§ WHAT IS NEEDED
From the FuWiki setup notes, extract the passage starting with "First clone the" and going on through "definition (called seki)", copying it word for word.

As it stands it's suitable for use as a personal wiki. It uses Markdown editing syntax. It doesn't contain features like page locking or authentication (feel free to add these!).
All FuWiki needs is a (static file) HTTP server and a SPARQL 1.1 server. It's being developed against Fuseki, the Jena SPARQL server (which has a built-in HTTP server) and the instructions below follow this setup. (Please let me know if you get it running against a different SPARQL server, I'll include notes here).
Issues: see fuwiki/todo.txt (will move to github soonish)
First clone the FuWiki files somewhere convenient. These will be served as regular HTML.
Next download Fuseki according to the instructions. Then adjust the configuration according to your setup and run it. There are three files to consider for this:
- the Fuseki config file - the one provided as FuWiki/etc/seki-config.ttl includes a suitable store definition (called seki)

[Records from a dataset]
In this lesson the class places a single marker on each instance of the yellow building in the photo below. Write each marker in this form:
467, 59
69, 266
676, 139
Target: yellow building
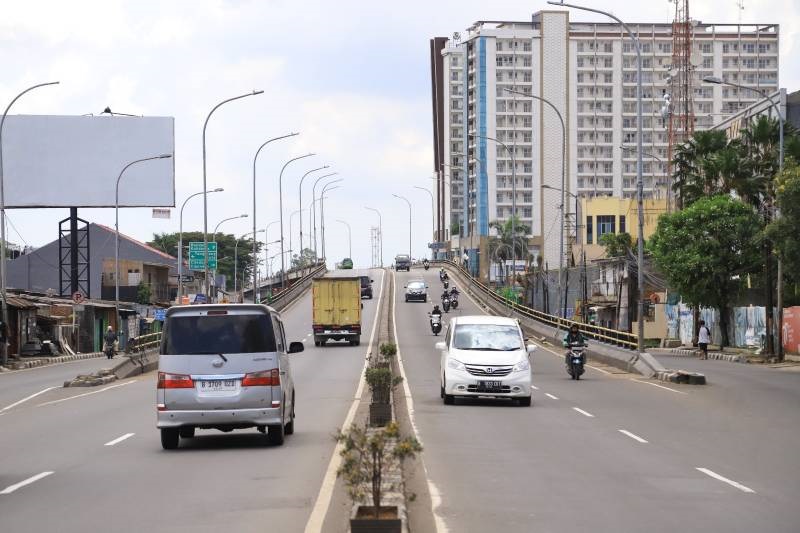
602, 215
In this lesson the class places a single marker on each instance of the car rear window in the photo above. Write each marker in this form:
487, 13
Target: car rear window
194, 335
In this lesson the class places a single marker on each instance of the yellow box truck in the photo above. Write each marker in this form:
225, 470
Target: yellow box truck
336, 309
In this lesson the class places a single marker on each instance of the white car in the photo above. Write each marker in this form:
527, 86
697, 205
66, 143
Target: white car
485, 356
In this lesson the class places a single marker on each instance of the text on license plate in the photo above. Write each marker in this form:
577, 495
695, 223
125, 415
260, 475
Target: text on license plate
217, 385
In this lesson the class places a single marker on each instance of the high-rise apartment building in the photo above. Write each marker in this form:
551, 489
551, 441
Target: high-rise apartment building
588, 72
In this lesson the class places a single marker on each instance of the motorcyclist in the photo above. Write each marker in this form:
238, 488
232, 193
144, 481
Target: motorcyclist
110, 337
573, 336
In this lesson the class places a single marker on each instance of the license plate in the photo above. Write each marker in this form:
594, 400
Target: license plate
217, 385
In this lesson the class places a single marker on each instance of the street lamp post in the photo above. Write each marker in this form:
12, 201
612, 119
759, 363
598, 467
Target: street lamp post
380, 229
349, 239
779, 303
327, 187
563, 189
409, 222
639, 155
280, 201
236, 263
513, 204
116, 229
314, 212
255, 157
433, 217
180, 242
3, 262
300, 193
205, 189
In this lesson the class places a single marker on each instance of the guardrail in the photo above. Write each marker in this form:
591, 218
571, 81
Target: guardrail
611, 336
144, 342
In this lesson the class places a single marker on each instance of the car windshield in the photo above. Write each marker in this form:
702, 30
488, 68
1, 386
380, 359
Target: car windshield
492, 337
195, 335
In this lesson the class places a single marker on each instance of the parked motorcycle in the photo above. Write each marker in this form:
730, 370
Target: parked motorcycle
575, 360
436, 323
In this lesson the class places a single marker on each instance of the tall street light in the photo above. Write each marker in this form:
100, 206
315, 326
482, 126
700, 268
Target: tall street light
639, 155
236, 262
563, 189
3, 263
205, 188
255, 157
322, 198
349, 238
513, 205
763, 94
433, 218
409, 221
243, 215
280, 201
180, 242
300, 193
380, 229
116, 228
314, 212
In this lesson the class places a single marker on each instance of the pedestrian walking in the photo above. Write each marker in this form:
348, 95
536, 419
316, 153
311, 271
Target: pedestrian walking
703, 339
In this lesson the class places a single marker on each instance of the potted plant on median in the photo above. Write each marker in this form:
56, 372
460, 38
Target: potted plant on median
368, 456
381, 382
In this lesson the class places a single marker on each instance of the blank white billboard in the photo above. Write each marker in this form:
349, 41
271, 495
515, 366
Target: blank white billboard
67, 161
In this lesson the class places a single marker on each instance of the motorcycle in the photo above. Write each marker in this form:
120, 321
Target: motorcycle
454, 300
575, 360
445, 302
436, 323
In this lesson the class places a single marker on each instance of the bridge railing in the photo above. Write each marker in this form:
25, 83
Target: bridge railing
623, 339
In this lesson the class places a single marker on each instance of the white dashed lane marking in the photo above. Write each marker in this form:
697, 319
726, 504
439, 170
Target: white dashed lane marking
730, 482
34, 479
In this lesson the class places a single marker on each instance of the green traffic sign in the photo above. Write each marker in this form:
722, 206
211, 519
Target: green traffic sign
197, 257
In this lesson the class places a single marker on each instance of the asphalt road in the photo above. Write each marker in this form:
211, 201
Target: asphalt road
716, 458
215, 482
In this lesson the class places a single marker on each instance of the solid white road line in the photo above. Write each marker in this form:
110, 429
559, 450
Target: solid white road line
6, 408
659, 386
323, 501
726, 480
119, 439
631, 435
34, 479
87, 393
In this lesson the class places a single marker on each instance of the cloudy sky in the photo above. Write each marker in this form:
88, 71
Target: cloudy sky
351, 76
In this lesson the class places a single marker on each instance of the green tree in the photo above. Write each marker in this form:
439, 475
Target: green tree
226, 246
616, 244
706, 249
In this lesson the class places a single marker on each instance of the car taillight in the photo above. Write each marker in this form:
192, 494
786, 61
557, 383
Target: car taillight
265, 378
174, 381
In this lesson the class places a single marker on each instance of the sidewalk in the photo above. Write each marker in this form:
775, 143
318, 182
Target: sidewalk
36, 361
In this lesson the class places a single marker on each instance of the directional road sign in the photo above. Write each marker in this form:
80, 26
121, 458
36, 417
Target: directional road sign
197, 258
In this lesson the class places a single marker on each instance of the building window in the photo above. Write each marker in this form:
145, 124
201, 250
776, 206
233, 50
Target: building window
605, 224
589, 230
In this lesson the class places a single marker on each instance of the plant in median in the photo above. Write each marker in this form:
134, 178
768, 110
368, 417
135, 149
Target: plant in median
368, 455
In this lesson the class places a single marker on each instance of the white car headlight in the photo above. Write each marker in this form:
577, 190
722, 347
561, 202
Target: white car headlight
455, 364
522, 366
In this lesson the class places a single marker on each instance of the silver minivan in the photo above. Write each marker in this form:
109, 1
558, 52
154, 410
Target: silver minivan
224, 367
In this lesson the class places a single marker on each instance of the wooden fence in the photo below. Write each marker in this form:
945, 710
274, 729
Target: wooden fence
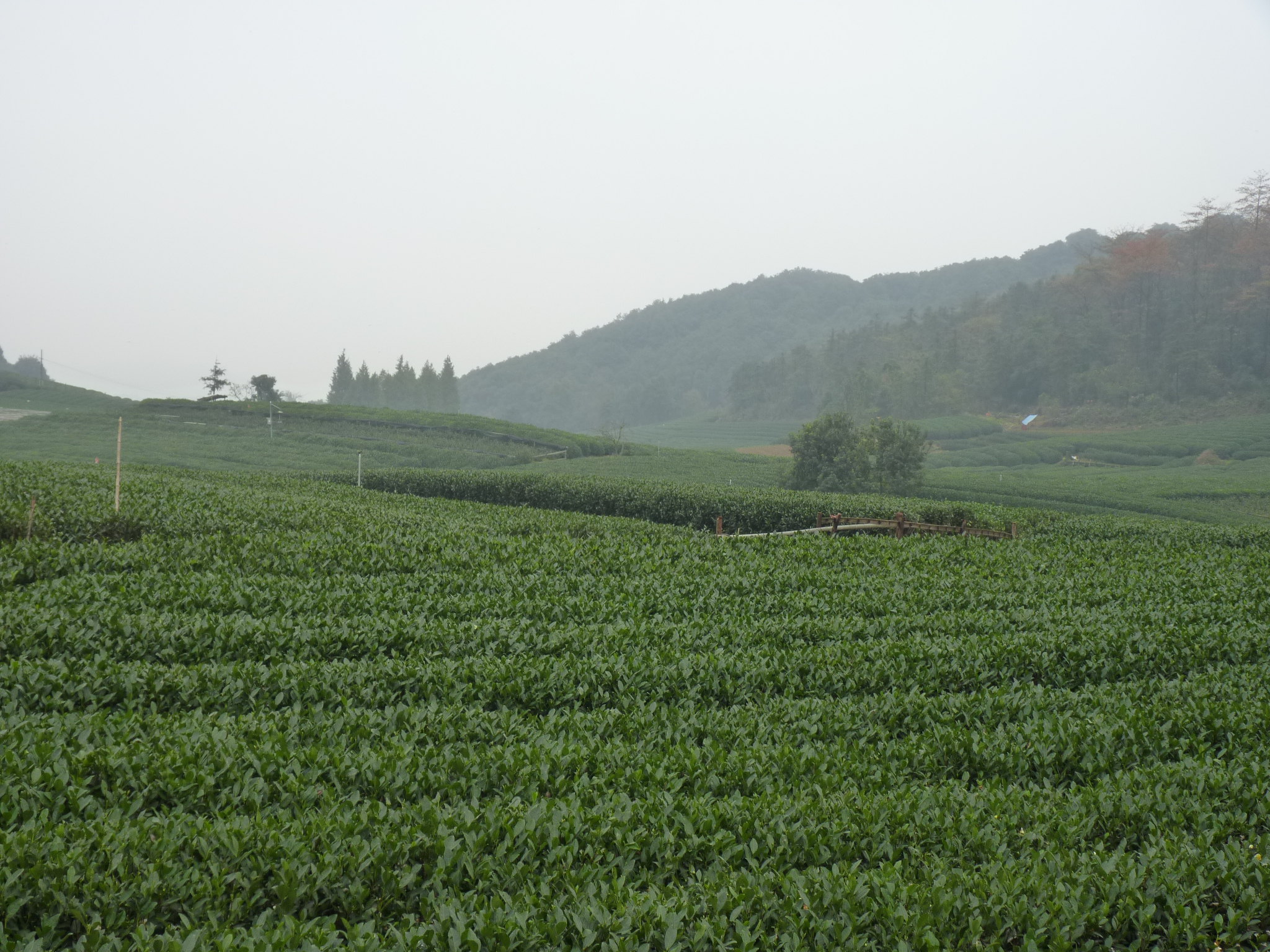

§ TASK OUTPUT
First clone the FuWiki files somewhere convenient. These will be served as regular HTML.
Next download Fuseki according to the instructions. Then adjust the configuration according to your setup and run it. There are three files to consider for this:
- the Fuseki config file - the one provided as FuWiki/etc/seki-config.ttl includes a suitable store definition (called seki)